TRECHO DO TEXTO:
☆ ☆ ☆ ☆ ☆ ☆ ☆
Liu Arruda - imagem: http://espiaailiuarruda.blogspot.com/ |
O linguajar cuiabano é digoreste
Com o passar dos anos, diferentes culturas vieram para a capital mato-grossense junto com seus emigrantes de outros Estados e uma delas é o linguajar, que aos poucos vem se misturando com o de Cuiabá.
Siminino, Nhá cá chás criança, tchapa e cruz, vôte, demás de quente são algumas das poucas palavras que até hoje escutamos pelas ruas de Cuiabá, independente se seja na região central ou ribeirinha da cidade.
Segundo Móises Martins, o linguajar cuiabano está quase que desaparecido, mas ele prefere dizer que está modificado.
Essa modificação no modo do cuiabano falar, se deve mais precisamente pelo processo migratório que a capital sofreu com a vinda dos paulistas, gaúchos, paranaenses, nordestinos, capixabas entre outros. “A migração ocorreu devido ao verdadeiro ‘El Dourado’ divulgado que era Mato Grosso”, explica Móises.
Motivos
Móises Martins também diz que há dois momentos que ajudaram para o fato de Cuiabá estar perdendo o seu modo de falar. Um deles é a enchente que ocorreu em 1974 e o outro é o processo de expansão da cidade. “Cuiabá é o refulgir de dois momentos. Primeiro a enchente de 1974 quando a cidade era totalmente ribeirinha, onde estava o reduto da cultura da capital. Com isso os ribeirinhos se expandiram pela cidade formando novos bairros. O segundo momento é quando Cuiabá passou pelo processo de expansão urbana, no qual o único bairro planejado foi o do CPA.”, diz.
Cidade modificada
Cuiabá antigamente tinha características coloniais que ajudavam a manter viva sua cultura e linguajar. Conforme o passar dos anos, a cidade foi se transformando, prédios foram surgindo e casarões foram sendo derrubados.
“Outro olhar sobre a cidade foi um fator que levou à modificação do nosso linguajar cuiabano. Hoje não se sabe distinguir se Cuiabá ainda é uma cidade colonial ou uma cidade moderna. Podemos ver prédios de vinte andares sem garagem, por exemplo, não ter garagem é coisa de antigamente”, conta Móises que ainda lembra o surgimento das Universidades que cada vez mais trazem estudantes de fora.
Revendo e Reciclando a cultura cuiabana
Móises Martins, para trazer de volta a história de Cuiabá, lançou em 2006 a segunda edição do seu livro “Revendo e Reciclando a cultura cuiabana”, onde aborda diversos temas sobre a cidade como a criação, o porquê do nome, divisão do Estado e um amplo glossário de aproximadamente mil palavras do linguajar cuiabano.
Mas a quem acredite que esteja mais vivo do que nunca
Para Pedro Rocha Jucá, autor do livro virtual "Da linguagem cuiabana", o linguajar cuiabano está mais vivo do que nunca. “Vejo o linguajar por outro ângulo. Ele está mais vivo do que se pensa. Durante o seu processamento, ao longo de séculos, ninguém percebeu que se construía uma linguagem própria, que ficou cristalizada no passado, na sua origem”.
☆ ☆ ☆ ☆ ☆ ☆ ☆
INFORMAÇÕES FORNECIDAS:
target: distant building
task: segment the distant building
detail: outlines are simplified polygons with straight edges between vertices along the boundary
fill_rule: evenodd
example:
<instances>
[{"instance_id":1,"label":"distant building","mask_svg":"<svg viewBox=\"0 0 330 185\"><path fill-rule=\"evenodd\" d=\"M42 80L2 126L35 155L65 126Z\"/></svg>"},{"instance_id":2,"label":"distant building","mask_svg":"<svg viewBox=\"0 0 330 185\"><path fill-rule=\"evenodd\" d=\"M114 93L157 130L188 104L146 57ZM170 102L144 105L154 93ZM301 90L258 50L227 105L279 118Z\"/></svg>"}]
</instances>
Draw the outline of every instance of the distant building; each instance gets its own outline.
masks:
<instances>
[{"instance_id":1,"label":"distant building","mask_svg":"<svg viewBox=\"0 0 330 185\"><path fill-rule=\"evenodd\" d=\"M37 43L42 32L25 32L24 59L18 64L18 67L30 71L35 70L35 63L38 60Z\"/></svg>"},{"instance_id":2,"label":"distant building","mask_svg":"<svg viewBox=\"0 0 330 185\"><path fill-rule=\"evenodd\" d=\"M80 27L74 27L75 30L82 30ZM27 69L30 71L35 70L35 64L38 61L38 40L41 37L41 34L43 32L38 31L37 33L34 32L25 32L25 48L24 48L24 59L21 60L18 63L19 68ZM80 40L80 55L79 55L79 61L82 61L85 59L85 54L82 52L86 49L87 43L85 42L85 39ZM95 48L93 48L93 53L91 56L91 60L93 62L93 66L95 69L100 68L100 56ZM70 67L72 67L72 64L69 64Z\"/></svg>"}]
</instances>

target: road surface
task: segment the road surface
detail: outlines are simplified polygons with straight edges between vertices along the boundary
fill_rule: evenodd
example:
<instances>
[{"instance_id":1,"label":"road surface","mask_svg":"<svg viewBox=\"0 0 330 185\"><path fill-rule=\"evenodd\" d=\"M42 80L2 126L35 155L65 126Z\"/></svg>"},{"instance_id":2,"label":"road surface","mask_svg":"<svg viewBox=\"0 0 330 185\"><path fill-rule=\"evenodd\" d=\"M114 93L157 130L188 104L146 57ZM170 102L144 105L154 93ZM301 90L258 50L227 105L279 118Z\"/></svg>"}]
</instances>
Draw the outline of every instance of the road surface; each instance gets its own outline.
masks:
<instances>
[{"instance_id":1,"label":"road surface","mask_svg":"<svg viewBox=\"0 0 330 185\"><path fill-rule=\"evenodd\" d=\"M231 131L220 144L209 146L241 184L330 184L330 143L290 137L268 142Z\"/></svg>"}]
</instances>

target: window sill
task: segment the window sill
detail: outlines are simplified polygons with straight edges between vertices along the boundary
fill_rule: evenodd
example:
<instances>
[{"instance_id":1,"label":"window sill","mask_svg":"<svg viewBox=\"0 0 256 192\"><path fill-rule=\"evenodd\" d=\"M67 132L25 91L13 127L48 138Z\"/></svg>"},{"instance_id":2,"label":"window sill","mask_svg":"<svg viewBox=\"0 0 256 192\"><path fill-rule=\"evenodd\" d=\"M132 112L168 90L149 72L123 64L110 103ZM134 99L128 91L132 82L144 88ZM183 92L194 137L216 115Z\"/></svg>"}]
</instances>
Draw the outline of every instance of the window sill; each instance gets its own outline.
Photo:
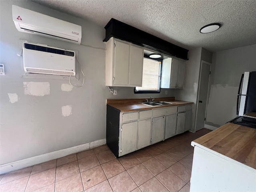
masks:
☆ ☆ ☆ ☆ ☆ ☆ ☆
DESCRIÇÃO DO PROBLEMA: Dê sequência, por favor, ao texto sobre o linguajar cuiabano, começando logo após a última frase dele.

RESPOSTA DA TAREFA:
Ele ainda diz que “quando houve o confronto mais próximo e mais amplo com o português culto, alguns preferiram não usar a linguagem ‘carregada’ do cotidiano. Depois, veio a expressão mais forte do costume, uma espécie de afirmação como identidade histórica de um povo que aprendeu a viver sozinho no isolamento geográfico”.
Segundo Pedro o linguajar cuiabano ou linguagem cuiabana, como prefere dizer, continua tendo forças e cada vez maior, pois diz que nos últimos trinta anos foi alvo de pesquisa e estudos que mostram a sua importância para a língua portuguesa. “Os Lusíadas, de Camões, estava nas bibliotecas particulares de Cuiabá e foram encontrados rabiscos dele em paredes, com uma manifestação de saudades das raízes portuguesas. A linguagem cuiabana nunca deve ser motivo para críticas, pois quem a ouve hoje é um privilegiado, sentindo a manifestação de séculos e da soma de ricos valores dos portugueses, dos índios e dos negros”.
Da linguagem cuiabana
Nascido em Crato, no Cariri berço do povoamento da Capitania do Ceará que foi criado antes mesmo da Capitania do Mato Grosso, Pedro Rocha Jucá acaba de concluir seu livro virtual sobre o linguajar cuiabano. Ele diz que as origens do modo que se fala aqui e em sua terra natal são semelhantes. “Nas minhas pesquisas, encontrei um alto índice de palavras semelhantes ainda em uso nos atuais Estados. Mas aqui em Mato Grosso, o isolamento geográfico produziu uma riqueza tão valiosa quanto ao ouro, ao diamante, às pedras preciosas: uma linguagem que desafia os séculos. As minas se esgotam, mas a riqueza cultural de um povo é enriquecida de geração em geração. Com o livro ‘Da linguagem cuiabana’ destaco tudo isto e fico feliz em participar desse processo, que ainda continua”.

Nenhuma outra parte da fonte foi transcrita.